## Requirement
Take the data below and copy exactly the lines starting at the one with "Query: cliff face" and finishing at the one with "storm cloud and return the coordinates.", both included.

==== Input for this task ====

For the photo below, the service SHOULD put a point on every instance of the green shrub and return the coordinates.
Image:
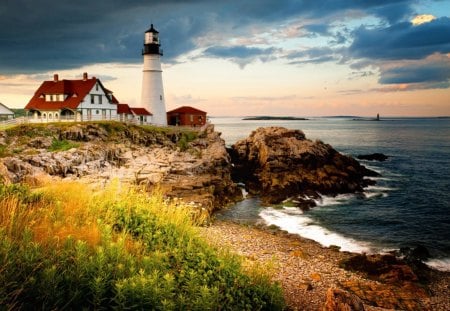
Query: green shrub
(148, 256)
(62, 145)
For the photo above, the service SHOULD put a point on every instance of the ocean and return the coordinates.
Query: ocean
(409, 205)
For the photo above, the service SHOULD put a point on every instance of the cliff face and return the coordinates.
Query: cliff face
(278, 163)
(193, 166)
(274, 163)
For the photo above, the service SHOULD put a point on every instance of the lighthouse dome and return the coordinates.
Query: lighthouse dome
(152, 36)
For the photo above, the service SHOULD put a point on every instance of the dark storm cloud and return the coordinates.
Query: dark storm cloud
(47, 34)
(316, 55)
(427, 72)
(237, 52)
(402, 41)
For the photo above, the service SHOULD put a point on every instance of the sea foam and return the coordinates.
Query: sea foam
(442, 264)
(299, 223)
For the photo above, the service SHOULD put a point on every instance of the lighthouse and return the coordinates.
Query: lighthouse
(152, 97)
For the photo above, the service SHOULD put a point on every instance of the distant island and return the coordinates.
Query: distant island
(264, 118)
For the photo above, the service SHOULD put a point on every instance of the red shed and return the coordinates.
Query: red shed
(186, 116)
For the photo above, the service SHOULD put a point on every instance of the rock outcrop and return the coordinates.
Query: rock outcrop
(340, 300)
(196, 169)
(278, 163)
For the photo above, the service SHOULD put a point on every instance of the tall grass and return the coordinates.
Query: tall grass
(65, 245)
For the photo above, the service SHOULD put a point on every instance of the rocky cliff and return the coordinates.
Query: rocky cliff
(192, 165)
(277, 163)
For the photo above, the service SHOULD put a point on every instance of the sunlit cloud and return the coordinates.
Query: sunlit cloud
(421, 19)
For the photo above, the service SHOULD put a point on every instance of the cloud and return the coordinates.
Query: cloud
(55, 35)
(434, 69)
(421, 19)
(402, 41)
(240, 54)
(314, 55)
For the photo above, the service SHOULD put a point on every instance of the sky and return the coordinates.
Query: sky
(235, 57)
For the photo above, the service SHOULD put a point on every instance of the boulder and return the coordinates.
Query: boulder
(340, 300)
(278, 163)
(200, 174)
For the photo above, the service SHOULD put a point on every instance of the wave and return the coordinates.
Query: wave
(442, 264)
(333, 200)
(298, 223)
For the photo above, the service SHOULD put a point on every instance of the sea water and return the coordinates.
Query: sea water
(409, 205)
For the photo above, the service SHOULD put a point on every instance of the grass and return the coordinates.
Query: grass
(62, 145)
(66, 246)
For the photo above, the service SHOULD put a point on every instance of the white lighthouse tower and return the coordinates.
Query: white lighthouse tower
(152, 97)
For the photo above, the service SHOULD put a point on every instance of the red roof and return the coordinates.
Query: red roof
(123, 108)
(140, 111)
(187, 109)
(75, 89)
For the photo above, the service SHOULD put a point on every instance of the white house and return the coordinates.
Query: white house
(5, 113)
(75, 100)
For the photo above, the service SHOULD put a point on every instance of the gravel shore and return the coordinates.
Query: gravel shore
(306, 270)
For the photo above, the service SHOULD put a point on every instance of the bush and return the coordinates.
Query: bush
(116, 248)
(62, 145)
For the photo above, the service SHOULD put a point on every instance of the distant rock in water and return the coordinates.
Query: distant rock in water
(265, 118)
(277, 163)
(373, 157)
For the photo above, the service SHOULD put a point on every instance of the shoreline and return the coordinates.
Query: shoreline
(306, 269)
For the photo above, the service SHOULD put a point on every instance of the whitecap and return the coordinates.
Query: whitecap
(333, 200)
(442, 264)
(305, 227)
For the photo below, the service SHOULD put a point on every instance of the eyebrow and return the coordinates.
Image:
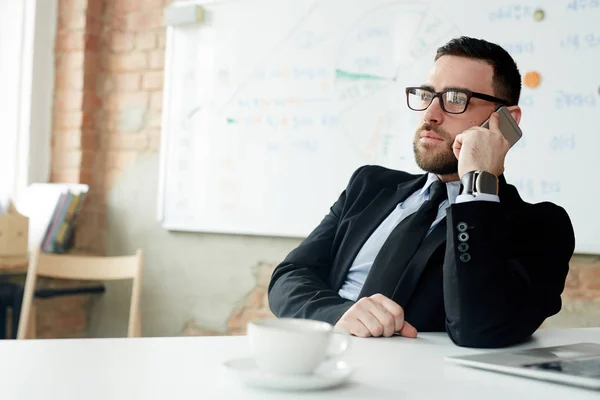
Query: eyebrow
(429, 87)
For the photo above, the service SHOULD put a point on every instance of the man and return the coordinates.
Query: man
(401, 253)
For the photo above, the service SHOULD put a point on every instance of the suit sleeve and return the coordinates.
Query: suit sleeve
(503, 274)
(299, 286)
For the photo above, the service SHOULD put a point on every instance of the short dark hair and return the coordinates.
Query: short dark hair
(507, 79)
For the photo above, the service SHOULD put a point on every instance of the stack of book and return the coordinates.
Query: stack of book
(57, 238)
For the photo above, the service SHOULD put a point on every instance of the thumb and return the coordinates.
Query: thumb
(494, 122)
(408, 330)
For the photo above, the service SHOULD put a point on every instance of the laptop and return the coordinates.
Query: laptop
(575, 364)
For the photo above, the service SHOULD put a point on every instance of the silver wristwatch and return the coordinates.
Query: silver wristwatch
(476, 182)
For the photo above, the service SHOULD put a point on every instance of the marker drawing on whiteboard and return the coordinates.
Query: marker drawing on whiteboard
(353, 76)
(539, 15)
(532, 79)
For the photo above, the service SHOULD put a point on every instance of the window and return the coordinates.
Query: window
(27, 34)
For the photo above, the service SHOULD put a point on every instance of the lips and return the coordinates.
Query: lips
(430, 135)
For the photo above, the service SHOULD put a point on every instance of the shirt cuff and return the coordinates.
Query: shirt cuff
(465, 198)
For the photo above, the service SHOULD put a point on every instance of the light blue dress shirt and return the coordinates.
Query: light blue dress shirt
(364, 260)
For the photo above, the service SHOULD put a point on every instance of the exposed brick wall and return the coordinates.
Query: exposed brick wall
(107, 114)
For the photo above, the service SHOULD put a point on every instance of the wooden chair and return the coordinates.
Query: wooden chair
(77, 267)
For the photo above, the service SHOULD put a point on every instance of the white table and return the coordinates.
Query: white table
(190, 368)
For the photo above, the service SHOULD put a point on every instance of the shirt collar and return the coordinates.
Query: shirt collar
(453, 188)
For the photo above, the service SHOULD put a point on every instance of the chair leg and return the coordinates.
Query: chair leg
(31, 326)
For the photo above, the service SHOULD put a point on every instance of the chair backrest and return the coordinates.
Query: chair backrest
(78, 267)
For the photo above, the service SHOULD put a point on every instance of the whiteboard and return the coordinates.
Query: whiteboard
(270, 105)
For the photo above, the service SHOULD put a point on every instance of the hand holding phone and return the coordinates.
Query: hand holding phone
(508, 126)
(477, 150)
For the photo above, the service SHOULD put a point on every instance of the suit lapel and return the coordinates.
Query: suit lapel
(410, 278)
(366, 223)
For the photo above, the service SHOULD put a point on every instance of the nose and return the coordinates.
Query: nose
(434, 114)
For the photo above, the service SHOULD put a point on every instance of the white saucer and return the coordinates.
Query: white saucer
(329, 374)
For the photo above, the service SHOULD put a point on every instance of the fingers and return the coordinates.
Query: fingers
(457, 145)
(495, 122)
(392, 310)
(376, 316)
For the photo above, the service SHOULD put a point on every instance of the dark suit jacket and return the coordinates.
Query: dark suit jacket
(495, 293)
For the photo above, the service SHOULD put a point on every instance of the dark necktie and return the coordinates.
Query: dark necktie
(399, 248)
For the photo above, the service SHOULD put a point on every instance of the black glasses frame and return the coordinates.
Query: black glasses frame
(468, 93)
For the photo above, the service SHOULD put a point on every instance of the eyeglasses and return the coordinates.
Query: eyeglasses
(452, 101)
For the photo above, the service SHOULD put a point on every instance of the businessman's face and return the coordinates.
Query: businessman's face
(435, 136)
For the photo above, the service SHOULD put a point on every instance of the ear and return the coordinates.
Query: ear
(515, 112)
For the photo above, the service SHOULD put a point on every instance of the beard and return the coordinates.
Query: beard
(437, 160)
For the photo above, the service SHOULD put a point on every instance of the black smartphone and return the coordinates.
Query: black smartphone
(508, 126)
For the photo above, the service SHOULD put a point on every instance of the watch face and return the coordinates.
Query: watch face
(486, 183)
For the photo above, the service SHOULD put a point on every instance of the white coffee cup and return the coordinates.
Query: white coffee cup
(290, 346)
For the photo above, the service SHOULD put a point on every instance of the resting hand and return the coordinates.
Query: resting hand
(376, 315)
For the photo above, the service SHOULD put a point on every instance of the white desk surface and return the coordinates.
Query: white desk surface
(191, 368)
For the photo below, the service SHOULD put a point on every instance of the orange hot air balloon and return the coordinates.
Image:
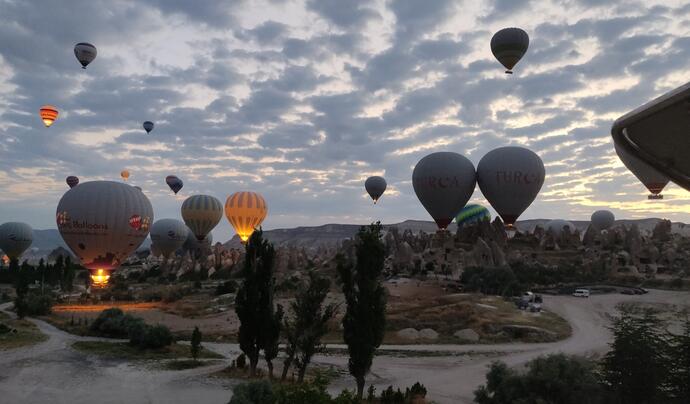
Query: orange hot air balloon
(48, 114)
(245, 211)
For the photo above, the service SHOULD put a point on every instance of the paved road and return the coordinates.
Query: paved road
(53, 372)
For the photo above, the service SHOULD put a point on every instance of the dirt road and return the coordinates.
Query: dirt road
(53, 372)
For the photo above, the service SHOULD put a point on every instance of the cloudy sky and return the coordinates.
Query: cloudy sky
(301, 100)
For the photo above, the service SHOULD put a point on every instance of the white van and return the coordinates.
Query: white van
(581, 293)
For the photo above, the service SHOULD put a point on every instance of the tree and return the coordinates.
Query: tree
(310, 323)
(636, 369)
(365, 297)
(195, 346)
(556, 379)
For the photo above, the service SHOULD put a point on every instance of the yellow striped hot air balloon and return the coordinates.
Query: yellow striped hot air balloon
(48, 114)
(245, 211)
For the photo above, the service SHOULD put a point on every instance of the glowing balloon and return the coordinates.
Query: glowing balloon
(15, 238)
(375, 187)
(245, 211)
(48, 114)
(509, 46)
(201, 213)
(510, 179)
(85, 53)
(103, 222)
(443, 182)
(72, 181)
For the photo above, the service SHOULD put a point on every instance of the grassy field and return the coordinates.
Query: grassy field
(25, 334)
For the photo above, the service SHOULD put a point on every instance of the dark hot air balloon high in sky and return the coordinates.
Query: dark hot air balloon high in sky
(648, 175)
(72, 181)
(509, 46)
(245, 211)
(48, 114)
(15, 238)
(85, 53)
(375, 187)
(103, 222)
(510, 179)
(174, 183)
(201, 213)
(443, 182)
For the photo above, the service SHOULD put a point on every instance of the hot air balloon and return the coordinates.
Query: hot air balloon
(603, 219)
(510, 179)
(48, 114)
(103, 222)
(648, 175)
(201, 213)
(72, 181)
(168, 235)
(472, 214)
(174, 183)
(85, 53)
(245, 211)
(443, 182)
(375, 186)
(508, 46)
(15, 238)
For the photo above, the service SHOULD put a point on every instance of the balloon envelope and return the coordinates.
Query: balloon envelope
(15, 238)
(603, 219)
(72, 181)
(85, 53)
(472, 213)
(168, 235)
(103, 222)
(443, 182)
(509, 46)
(174, 183)
(510, 179)
(201, 213)
(375, 187)
(245, 211)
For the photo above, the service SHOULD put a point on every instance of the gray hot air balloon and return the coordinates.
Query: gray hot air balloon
(648, 175)
(168, 235)
(443, 182)
(508, 46)
(375, 186)
(15, 238)
(85, 53)
(510, 179)
(603, 219)
(103, 222)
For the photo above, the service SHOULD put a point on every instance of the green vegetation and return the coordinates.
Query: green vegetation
(365, 318)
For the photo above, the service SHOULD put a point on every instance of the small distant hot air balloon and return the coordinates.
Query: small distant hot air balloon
(245, 211)
(48, 114)
(603, 219)
(201, 213)
(510, 179)
(72, 181)
(508, 46)
(471, 214)
(15, 238)
(85, 53)
(443, 182)
(648, 175)
(174, 183)
(375, 186)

====

## Result of this exercise
Query: cliff face
(278, 163)
(193, 166)
(274, 163)
For the photo above, the service SHOULD put a point on every instance of the lighthouse dome and return the coordinates.
Query: lighthouse dome
(152, 36)
For the photo above, the service SHOULD put a point on every instance of the dark storm cloud and return the coordinates.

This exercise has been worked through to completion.